What is needed ▸
For each entry that follows, produce an exact copy.
....................
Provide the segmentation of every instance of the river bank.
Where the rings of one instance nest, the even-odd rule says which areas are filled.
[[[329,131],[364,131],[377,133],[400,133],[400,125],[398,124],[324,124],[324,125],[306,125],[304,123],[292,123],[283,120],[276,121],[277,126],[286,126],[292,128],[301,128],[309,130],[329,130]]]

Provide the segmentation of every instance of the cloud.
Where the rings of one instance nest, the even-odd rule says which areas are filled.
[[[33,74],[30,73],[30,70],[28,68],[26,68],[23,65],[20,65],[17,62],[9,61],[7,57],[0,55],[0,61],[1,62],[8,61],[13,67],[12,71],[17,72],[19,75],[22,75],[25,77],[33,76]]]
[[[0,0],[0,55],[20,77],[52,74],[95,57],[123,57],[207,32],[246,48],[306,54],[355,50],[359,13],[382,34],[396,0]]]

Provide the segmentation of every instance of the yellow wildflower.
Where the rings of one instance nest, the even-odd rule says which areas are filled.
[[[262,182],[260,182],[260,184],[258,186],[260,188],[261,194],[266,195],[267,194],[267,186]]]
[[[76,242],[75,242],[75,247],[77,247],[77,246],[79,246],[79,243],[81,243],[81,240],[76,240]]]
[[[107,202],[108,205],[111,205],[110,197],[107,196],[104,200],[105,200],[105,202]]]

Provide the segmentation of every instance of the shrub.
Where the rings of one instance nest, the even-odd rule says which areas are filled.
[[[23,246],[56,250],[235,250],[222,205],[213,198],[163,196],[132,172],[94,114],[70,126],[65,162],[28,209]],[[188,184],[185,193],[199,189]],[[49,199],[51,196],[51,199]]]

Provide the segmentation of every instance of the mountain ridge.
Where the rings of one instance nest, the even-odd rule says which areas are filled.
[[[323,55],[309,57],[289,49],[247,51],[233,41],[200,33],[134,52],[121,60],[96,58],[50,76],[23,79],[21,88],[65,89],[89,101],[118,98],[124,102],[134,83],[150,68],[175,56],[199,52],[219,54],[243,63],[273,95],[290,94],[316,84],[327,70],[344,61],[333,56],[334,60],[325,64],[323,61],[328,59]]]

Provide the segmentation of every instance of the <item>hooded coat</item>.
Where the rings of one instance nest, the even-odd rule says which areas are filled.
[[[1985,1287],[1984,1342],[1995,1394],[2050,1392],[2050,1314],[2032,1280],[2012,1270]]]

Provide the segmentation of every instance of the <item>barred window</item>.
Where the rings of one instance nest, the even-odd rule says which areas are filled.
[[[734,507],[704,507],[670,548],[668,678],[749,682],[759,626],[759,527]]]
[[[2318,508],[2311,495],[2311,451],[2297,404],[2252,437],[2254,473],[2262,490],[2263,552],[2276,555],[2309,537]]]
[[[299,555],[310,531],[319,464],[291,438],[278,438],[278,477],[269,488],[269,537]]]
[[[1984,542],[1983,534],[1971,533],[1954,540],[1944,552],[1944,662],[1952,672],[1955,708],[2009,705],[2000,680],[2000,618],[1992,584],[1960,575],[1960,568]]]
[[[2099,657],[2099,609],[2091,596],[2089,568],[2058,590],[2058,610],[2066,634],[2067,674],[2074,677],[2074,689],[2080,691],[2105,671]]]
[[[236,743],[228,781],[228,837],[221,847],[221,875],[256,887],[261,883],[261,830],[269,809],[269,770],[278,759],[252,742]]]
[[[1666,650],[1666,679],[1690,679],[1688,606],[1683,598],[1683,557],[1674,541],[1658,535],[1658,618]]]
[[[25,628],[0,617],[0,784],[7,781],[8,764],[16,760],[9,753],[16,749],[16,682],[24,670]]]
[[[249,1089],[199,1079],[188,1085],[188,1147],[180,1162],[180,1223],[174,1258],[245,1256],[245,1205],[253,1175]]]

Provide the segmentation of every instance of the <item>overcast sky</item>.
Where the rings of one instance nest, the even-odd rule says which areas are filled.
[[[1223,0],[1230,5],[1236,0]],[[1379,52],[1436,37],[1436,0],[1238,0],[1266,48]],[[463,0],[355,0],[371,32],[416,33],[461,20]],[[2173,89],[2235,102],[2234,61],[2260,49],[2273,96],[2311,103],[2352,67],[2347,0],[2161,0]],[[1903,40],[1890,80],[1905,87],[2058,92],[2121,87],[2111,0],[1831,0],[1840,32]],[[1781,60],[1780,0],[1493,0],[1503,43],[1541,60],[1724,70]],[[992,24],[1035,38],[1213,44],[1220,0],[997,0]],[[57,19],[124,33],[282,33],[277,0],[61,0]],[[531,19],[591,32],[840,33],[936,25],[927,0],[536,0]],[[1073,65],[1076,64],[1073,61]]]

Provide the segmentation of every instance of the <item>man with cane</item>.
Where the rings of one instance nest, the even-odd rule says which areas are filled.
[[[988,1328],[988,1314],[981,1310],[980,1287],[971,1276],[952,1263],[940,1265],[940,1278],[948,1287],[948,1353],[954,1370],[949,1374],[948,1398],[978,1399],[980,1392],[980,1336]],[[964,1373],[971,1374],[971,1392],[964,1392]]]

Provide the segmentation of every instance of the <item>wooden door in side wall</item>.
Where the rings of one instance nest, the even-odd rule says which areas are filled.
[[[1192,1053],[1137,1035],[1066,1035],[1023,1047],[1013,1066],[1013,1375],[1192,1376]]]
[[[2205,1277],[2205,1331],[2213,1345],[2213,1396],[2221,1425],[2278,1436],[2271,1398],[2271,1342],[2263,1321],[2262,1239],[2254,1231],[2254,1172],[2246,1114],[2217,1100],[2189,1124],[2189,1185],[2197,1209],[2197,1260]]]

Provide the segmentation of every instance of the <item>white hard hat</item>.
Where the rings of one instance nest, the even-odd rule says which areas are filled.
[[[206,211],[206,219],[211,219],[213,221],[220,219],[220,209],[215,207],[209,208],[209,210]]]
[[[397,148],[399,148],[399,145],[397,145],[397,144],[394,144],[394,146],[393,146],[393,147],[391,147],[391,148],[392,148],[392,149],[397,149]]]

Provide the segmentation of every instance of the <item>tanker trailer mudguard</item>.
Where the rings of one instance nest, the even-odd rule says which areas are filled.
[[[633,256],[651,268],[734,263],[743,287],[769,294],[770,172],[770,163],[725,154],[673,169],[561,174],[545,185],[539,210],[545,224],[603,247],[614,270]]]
....................
Solution below ▸
Provide the segmentation of every instance of the river bank.
Where the rings of one instance nest, the even-odd rule says which areas are filled.
[[[329,131],[364,131],[377,133],[400,133],[400,125],[398,124],[324,124],[324,125],[306,125],[304,123],[292,123],[283,120],[276,121],[277,126],[286,126],[292,128],[301,128],[309,130],[329,130]]]

Provide the segmentation of every instance of the cloud.
Where the rings of one instance nest, the even-odd rule says which areas are filled.
[[[33,74],[30,73],[30,70],[28,68],[26,68],[23,65],[20,65],[17,62],[9,61],[7,57],[0,55],[0,61],[1,62],[8,61],[13,67],[12,71],[17,72],[19,75],[22,75],[25,77],[33,76]]]
[[[0,0],[0,55],[20,77],[52,74],[95,57],[123,57],[207,32],[246,48],[306,54],[355,50],[359,13],[382,34],[396,0]]]

Provide the segmentation of every instance of the yellow wildflower.
Where the rings of one instance nest, the even-odd rule says which areas are filled.
[[[262,182],[260,182],[260,184],[258,186],[260,188],[261,194],[266,195],[267,194],[267,186]]]
[[[76,242],[75,242],[75,247],[77,247],[77,246],[79,246],[79,243],[81,243],[81,240],[76,240]]]
[[[107,202],[108,205],[111,205],[110,197],[107,196],[104,200],[105,200],[105,202]]]

Provide the segmentation of every instance of the shrub.
Where the rings of one instance nest, the even-odd rule says which areas are filled.
[[[23,246],[56,250],[235,250],[222,205],[213,198],[163,196],[132,172],[94,114],[70,126],[65,162],[28,209]],[[188,184],[185,193],[199,189]],[[49,199],[51,196],[51,199]]]

Provide the segmentation of every instance of the mountain ridge.
Where the rings of one instance nest, the even-odd rule says which areas are filled.
[[[323,55],[309,57],[289,49],[247,51],[233,41],[200,33],[134,52],[121,60],[96,58],[50,76],[23,79],[21,88],[65,89],[89,101],[118,98],[124,102],[134,83],[150,68],[175,56],[199,52],[219,54],[243,63],[273,95],[290,94],[316,84],[327,70],[344,61],[333,56],[334,60],[325,64],[323,61],[328,59]]]

Provide the segmentation of every instance of the <item>hooded coat</item>.
Where the rings of one instance nest, the even-odd rule says which areas are filled.
[[[1985,1287],[1984,1342],[1995,1394],[2050,1392],[2050,1314],[2032,1280],[2012,1270]]]

Provide the segmentation of every instance of the <item>barred window</item>.
Where the rings of one instance nest, the even-odd rule says which areas are filled.
[[[734,507],[704,507],[670,548],[668,678],[749,682],[759,626],[759,527]]]
[[[2318,508],[2311,495],[2311,451],[2297,404],[2252,437],[2254,473],[2262,490],[2263,552],[2276,555],[2309,537]]]
[[[299,555],[310,531],[319,464],[291,438],[278,438],[278,477],[269,488],[269,537]]]
[[[1984,542],[1983,534],[1971,533],[1954,540],[1944,552],[1944,662],[1952,672],[1955,708],[2009,705],[2000,680],[2000,618],[1992,584],[1960,575],[1960,568]]]
[[[2099,657],[2099,609],[2091,596],[2089,568],[2058,590],[2058,610],[2066,634],[2067,674],[2074,677],[2074,689],[2080,691],[2105,671]]]
[[[236,743],[228,781],[228,837],[221,847],[221,875],[256,887],[261,883],[261,830],[269,809],[269,770],[278,759],[252,742]]]
[[[1666,650],[1666,679],[1690,679],[1688,606],[1683,598],[1683,557],[1674,541],[1658,535],[1658,618]]]
[[[25,628],[0,617],[0,784],[7,781],[8,764],[16,760],[9,753],[16,749],[16,682],[24,670]]]
[[[249,1089],[199,1079],[188,1085],[188,1147],[180,1162],[180,1223],[174,1258],[245,1256],[245,1205],[253,1175]]]

Provide the segmentation of every instance of the <item>overcast sky</item>.
Where the rings of one instance nest, the even-odd rule says which areas are filled.
[[[1223,0],[1230,5],[1236,0]],[[1379,52],[1436,37],[1436,0],[1238,0],[1266,48]],[[463,0],[355,0],[371,32],[416,33],[461,20]],[[2173,89],[2235,102],[2234,61],[2260,49],[2273,96],[2311,103],[2352,67],[2347,0],[2161,0]],[[1903,40],[1890,80],[1905,87],[2058,92],[2121,87],[2111,0],[1831,0],[1840,32]],[[1781,60],[1780,0],[1493,0],[1503,43],[1541,60],[1724,70]],[[992,24],[1035,38],[1213,44],[1220,0],[997,0]],[[57,19],[124,33],[282,33],[277,0],[61,0]],[[531,19],[591,32],[840,33],[936,25],[927,0],[536,0]],[[1073,65],[1076,64],[1073,61]]]

Provide the segmentation of every instance of the <item>man with cane</item>.
Where the rings of one instance nest, the even-odd rule says which areas are filled.
[[[988,1328],[988,1314],[981,1310],[980,1287],[971,1276],[952,1263],[940,1265],[940,1278],[948,1287],[948,1353],[954,1370],[949,1374],[948,1398],[978,1399],[980,1392],[980,1336]],[[964,1373],[971,1374],[971,1392],[964,1392]]]

Provide the segmentation of every instance of the <item>wooden door in side wall</item>.
Where the rings of one instance nest, the even-odd rule says which areas are filled.
[[[1192,1053],[1137,1035],[1066,1035],[1023,1047],[1013,1066],[1013,1375],[1192,1376]]]
[[[2205,1277],[2205,1331],[2213,1345],[2213,1396],[2221,1425],[2278,1436],[2271,1398],[2271,1342],[2263,1321],[2262,1239],[2254,1231],[2254,1172],[2246,1114],[2217,1100],[2189,1124],[2189,1185],[2197,1209],[2197,1260]]]

Provide the segmentation of every instance of the <item>white hard hat</item>.
Where the rings of one instance nest, the even-odd rule says which areas are filled.
[[[206,211],[206,219],[211,219],[213,221],[220,219],[220,209],[215,207],[209,208],[209,210]]]
[[[397,148],[399,148],[399,145],[397,145],[397,144],[394,144],[394,146],[393,146],[393,147],[391,147],[391,148],[392,148],[392,149],[397,149]]]

Provide the segmentation of every instance of the <item>tanker trailer mudguard</item>.
Where the rings of one instance nest, the even-odd rule says which areas are filled.
[[[633,256],[651,268],[734,263],[743,287],[769,294],[770,172],[770,163],[725,154],[673,169],[561,174],[545,185],[539,210],[545,224],[603,247],[614,270]]]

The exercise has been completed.